• EXERCISE TASK A: Can you copy, word for word, everything in the records below from the line containing "Indicate the white line" down to the last line of the records?

• PAGE TEXT:
##########

CALGARY , May 14, 2013 /CNW/ – (TBE.TO) – Twin Butte Energy Ltd. (“Twin Butte” or the “Company“) is pleased to report financial and operational results for the three months ended March 31, 2013 .
Highlights of Twin Butte’s first quarter 2013 are as follows:
- Continued demonstration of a disciplined capital program, providing our sustainable dividend paying model with a payout ratio of 97 percent and a total payout ratio net of the DRIP of 94 percent in the first quarter 2013. This was accomplished during a challenging commodity and operational environment for Canadian heavy oil producers. Since implementation of the Company’s dividend in January 2012 , $0.23 per share in dividends have been paid as at the end of March.
- Recorded quarterly production of 17,254 boe per day, an increase of 30 percent over the same period of 2012.
- Generated quarterly funds flow of $32.4 million , a 23 percent increase over the same period of 2012.
- Executed an organic capital program of $19.6 million which included the drilling of 28 gross (28 net) wells at an 89 percent success rate. The Company successfully sold $4.0 million in non-core assets in the quarter. A further $3.2 million of noncore assets have been sold in the second quarter of 2013 to date.
- Maintained a solid balance sheet with net debt at $200.5 million relative to the existing credit facility of $280 million .
Certain selected financial and operations information for the three months ended March 31, 2013 and 2012 comparatives are outlined below and should be read in conjunction with Twin Butte’s interim financial statements and accompanying Management Discussion and Analysis (“MD&A”) for the three months ended March 31, 2013 and the audited annual Financial Statements and accompanying MD&A for the year ended December 31 , 2012. Full versions of the statements and accompanying notes will be filed on SEDAR and also on the Company website.

##########

• AVAILABLE DATA:
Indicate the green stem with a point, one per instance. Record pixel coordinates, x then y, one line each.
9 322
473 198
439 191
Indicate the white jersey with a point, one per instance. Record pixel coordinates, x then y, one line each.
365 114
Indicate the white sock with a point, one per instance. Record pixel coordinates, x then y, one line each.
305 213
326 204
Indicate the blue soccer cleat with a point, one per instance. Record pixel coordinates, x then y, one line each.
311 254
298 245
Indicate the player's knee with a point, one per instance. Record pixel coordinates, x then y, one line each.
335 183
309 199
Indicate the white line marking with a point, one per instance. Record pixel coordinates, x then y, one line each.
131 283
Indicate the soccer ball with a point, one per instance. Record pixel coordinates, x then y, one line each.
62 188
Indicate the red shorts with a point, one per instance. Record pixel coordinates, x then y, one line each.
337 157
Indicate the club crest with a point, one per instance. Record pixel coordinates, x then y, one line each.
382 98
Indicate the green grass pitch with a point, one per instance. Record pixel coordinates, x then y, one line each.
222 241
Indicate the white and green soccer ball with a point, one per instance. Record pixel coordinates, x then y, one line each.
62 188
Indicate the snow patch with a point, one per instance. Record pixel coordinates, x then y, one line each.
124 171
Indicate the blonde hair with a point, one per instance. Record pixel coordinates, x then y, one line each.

##########

• EXERCISE TASK B: Can you repeat, word for word, everything in the press release above from "- Executed an" down to "2013 to date."?

• ANSWER A:
Indicate the white line marking with a point, one per instance. Record pixel coordinates, x then y, one line each.
131 283
Indicate the soccer ball with a point, one per instance. Record pixel coordinates, x then y, one line each.
62 188
Indicate the red shorts with a point, one per instance. Record pixel coordinates, x then y, one line each.
337 157
Indicate the club crest with a point, one per instance. Record pixel coordinates, x then y, one line each.
382 98
Indicate the green grass pitch with a point, one per instance. Record pixel coordinates, x then y, one line each.
222 241
Indicate the white and green soccer ball with a point, one per instance. Record pixel coordinates, x then y, one line each.
62 188
Indicate the snow patch with a point, one per instance. Record pixel coordinates, x then y, one line each.
124 171
Indicate the blonde hair with a point, one per instance. Record pixel coordinates, x then y, one line each.

• ANSWER B:
- Executed an organic capital program of $19.6 million which included the drilling of 28 gross (28 net) wells at an 89 percent success rate. The Company successfully sold $4.0 million in non-core assets in the quarter. A further $3.2 million of noncore assets have been sold in the second quarter of 2013 to date.